◆ **What the task asks**: Produce again, without any change, the lines running from the one with "towel on counter in the photo above." through the final line of the data below, and only those.

◆ **Extracted records**:
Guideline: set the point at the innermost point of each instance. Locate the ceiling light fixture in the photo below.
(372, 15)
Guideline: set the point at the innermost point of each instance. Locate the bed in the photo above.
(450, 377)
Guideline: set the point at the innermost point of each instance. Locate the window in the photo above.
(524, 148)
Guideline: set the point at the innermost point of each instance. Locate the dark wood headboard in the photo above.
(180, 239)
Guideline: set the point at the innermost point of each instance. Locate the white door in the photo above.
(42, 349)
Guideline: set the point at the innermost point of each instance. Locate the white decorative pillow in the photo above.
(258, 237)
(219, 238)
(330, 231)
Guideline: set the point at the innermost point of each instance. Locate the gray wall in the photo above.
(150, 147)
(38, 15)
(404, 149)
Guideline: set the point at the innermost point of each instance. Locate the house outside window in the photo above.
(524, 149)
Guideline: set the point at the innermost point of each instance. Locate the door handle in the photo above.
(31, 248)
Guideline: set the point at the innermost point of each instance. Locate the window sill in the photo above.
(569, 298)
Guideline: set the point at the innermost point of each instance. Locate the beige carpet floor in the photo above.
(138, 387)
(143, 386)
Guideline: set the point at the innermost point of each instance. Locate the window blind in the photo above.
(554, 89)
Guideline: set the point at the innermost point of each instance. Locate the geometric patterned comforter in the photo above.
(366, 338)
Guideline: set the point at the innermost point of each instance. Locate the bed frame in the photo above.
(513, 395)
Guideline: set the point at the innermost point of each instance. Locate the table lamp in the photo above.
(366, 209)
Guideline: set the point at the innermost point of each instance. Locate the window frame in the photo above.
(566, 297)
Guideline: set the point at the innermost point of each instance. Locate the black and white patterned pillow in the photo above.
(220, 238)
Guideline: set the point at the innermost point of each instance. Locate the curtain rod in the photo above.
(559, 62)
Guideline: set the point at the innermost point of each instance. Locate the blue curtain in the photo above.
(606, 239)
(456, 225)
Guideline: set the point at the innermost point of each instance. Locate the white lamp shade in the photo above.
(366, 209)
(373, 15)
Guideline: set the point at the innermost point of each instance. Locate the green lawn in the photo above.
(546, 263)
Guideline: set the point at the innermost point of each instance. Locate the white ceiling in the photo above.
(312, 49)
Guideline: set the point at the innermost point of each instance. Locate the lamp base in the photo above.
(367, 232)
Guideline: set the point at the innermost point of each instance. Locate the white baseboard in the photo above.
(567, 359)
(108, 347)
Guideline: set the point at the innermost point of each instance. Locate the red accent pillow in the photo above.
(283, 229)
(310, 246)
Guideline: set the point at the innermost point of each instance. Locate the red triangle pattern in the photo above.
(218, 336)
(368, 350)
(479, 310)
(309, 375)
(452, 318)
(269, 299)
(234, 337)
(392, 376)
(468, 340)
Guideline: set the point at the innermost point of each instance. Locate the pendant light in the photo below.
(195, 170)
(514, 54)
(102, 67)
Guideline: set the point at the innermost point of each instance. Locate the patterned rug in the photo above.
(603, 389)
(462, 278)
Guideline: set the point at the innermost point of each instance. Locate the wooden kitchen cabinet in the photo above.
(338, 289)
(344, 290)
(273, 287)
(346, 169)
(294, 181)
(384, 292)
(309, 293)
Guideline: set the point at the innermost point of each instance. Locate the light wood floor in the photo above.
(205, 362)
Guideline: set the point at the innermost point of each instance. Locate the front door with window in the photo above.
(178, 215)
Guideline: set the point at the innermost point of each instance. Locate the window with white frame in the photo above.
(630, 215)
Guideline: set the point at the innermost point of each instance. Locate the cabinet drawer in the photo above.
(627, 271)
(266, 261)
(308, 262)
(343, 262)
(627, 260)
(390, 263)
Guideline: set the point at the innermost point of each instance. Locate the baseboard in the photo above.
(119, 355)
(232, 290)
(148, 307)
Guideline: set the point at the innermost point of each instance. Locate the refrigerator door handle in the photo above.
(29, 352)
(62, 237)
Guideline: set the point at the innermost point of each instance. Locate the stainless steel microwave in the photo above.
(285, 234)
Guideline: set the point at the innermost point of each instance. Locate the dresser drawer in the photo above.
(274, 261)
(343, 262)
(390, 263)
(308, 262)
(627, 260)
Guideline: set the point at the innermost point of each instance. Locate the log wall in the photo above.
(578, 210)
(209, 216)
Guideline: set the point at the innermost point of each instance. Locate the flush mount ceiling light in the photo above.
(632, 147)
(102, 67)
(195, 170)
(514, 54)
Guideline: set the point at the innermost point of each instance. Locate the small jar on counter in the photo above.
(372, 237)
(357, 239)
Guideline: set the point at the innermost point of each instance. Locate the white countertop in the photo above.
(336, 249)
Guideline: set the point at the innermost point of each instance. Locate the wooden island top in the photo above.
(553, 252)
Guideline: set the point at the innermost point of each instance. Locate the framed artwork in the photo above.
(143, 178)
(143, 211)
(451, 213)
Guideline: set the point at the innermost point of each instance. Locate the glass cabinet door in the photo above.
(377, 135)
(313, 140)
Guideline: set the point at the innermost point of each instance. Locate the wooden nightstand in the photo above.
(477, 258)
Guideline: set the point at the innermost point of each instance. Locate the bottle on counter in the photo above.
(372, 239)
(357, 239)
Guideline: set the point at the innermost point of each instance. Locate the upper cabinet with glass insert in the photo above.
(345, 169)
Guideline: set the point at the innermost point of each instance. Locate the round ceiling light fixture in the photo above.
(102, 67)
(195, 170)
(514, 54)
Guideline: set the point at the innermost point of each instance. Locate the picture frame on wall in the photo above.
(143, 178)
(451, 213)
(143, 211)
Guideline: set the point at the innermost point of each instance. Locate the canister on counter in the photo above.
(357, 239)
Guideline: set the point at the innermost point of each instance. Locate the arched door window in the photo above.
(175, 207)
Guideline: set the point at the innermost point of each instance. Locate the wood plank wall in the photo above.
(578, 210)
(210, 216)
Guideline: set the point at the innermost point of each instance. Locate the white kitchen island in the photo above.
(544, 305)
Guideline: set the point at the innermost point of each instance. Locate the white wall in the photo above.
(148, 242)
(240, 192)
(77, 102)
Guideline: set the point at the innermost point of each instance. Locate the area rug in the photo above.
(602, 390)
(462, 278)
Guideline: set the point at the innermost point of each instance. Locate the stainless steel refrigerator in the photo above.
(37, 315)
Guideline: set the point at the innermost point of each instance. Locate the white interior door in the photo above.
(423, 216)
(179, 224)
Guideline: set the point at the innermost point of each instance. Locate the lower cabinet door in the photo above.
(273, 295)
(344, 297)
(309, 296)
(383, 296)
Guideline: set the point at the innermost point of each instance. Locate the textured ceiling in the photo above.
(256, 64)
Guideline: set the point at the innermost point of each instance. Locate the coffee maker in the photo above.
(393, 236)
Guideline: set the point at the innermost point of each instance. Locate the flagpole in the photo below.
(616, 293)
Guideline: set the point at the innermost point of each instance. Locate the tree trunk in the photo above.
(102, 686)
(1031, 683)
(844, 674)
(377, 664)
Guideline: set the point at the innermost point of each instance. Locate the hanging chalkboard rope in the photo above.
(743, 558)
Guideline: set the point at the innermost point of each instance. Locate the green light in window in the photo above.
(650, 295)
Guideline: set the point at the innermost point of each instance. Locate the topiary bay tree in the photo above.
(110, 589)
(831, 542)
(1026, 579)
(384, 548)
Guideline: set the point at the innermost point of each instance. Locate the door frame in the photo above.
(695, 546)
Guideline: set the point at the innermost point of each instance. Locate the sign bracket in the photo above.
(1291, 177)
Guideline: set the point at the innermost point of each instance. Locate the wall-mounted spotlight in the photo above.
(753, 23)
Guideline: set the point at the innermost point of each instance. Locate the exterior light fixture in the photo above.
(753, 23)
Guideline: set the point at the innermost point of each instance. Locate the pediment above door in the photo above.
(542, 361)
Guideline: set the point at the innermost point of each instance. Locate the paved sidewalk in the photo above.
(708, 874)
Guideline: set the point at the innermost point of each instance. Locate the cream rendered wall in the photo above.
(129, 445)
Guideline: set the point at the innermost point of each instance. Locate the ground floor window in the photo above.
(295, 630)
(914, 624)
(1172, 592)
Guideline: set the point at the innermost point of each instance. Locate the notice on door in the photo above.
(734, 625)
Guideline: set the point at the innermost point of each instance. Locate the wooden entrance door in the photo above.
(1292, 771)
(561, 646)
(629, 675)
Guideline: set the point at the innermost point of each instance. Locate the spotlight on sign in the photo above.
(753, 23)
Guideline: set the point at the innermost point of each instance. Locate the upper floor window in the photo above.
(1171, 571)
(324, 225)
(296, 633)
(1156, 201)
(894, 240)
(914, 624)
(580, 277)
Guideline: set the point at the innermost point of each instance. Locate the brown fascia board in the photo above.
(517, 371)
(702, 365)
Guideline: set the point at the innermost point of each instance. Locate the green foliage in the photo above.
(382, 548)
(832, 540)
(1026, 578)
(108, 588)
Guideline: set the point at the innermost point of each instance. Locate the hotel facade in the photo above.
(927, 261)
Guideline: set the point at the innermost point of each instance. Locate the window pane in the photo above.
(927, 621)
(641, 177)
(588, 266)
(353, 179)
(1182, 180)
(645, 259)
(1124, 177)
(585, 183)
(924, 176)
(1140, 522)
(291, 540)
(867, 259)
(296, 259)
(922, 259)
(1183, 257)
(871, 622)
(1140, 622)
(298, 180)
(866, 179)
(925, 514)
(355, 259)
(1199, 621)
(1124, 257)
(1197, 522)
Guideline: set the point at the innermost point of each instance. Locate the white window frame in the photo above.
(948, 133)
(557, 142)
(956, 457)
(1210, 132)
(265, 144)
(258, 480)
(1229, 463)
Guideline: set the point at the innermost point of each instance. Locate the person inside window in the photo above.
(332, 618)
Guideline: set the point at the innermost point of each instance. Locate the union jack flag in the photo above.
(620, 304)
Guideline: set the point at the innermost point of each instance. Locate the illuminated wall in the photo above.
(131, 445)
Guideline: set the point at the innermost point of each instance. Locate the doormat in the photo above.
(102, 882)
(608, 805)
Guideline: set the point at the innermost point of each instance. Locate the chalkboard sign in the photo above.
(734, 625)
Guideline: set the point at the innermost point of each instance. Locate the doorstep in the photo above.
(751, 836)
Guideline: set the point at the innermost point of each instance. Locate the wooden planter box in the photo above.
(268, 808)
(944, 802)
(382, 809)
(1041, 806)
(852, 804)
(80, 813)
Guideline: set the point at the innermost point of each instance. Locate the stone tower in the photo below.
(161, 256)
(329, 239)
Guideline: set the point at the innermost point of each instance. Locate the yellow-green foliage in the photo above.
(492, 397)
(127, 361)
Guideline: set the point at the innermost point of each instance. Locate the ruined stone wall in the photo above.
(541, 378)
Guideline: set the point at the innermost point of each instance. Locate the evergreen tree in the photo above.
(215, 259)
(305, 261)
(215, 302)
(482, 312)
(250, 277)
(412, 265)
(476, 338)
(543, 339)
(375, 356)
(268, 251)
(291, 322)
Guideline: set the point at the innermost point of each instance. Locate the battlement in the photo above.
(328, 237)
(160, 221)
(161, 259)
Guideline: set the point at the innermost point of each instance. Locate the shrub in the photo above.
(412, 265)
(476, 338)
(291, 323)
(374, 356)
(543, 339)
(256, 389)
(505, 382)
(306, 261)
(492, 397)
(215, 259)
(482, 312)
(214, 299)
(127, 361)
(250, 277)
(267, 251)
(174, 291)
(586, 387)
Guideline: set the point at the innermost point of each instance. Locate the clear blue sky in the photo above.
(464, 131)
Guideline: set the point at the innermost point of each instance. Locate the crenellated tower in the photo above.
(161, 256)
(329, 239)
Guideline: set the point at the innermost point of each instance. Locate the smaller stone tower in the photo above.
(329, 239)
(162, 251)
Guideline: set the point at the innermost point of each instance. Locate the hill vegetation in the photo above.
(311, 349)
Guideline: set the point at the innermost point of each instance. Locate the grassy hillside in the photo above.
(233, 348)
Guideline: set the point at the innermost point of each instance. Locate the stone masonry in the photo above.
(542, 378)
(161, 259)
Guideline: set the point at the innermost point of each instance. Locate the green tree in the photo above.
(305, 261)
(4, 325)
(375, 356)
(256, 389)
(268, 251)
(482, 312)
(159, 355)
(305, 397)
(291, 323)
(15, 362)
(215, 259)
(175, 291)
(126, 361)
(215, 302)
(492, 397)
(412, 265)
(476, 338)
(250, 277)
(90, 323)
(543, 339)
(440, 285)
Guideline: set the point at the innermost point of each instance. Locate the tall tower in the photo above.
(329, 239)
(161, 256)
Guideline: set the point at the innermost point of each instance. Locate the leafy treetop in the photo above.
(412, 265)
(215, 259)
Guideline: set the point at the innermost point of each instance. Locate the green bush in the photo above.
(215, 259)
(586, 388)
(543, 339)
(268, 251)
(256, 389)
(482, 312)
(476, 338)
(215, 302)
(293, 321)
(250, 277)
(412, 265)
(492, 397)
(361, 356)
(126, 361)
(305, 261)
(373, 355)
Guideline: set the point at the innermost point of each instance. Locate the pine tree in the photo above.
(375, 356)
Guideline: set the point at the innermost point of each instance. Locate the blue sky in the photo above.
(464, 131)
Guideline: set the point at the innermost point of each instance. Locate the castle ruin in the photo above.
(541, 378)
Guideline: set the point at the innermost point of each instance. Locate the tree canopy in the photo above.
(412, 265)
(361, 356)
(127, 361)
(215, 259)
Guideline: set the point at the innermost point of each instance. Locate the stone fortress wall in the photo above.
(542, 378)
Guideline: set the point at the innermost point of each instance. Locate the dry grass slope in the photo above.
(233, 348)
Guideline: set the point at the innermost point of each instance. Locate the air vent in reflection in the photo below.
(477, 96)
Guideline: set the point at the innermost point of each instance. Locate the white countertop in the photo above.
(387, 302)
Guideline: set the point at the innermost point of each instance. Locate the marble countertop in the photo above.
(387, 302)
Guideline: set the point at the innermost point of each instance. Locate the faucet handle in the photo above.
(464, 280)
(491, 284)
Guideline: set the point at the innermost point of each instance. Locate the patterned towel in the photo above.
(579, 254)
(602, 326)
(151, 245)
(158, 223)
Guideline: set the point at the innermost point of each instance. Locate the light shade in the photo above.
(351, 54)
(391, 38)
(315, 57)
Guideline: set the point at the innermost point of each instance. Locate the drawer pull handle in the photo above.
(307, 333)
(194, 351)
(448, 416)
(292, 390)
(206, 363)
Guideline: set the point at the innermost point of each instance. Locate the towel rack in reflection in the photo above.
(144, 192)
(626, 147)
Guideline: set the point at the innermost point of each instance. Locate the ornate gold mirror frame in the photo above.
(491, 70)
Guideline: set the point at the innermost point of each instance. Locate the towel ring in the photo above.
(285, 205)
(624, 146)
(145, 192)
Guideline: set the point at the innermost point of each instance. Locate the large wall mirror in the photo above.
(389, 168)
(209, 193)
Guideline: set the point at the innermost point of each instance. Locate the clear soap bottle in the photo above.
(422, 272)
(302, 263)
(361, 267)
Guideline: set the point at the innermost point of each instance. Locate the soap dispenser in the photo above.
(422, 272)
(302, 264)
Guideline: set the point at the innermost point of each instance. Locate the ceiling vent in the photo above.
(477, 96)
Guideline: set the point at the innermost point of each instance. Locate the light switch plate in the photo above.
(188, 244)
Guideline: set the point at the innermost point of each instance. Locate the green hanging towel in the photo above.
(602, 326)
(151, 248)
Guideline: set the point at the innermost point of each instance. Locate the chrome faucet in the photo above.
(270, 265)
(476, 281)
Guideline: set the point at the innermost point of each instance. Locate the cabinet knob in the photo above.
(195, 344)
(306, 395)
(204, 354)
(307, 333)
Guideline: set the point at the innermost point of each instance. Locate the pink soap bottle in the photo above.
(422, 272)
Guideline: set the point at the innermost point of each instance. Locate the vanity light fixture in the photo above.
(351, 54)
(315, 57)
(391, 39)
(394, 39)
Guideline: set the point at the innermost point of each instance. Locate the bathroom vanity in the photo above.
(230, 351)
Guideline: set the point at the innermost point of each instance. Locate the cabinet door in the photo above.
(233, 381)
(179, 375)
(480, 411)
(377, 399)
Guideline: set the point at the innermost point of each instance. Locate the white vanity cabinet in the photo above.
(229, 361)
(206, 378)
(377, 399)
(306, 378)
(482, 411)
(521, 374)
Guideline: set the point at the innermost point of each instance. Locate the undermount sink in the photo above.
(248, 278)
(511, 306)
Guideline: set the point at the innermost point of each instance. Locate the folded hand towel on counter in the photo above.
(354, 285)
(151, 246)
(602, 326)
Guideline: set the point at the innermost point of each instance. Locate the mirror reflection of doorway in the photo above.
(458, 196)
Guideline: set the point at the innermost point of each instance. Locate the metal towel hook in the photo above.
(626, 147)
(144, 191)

◆ **Response**:
Guideline: set the point at the innermost point of each instance. Locate the folded hand towel on counter in the photo above.
(354, 285)
(151, 246)
(602, 326)
Guideline: set the point at the innermost point of each instance. Locate the mirror reflection of doorway in the photo above.
(458, 196)
Guideline: set the point at the innermost point of each instance. Locate the metal towel hook in the photo above.
(626, 147)
(144, 191)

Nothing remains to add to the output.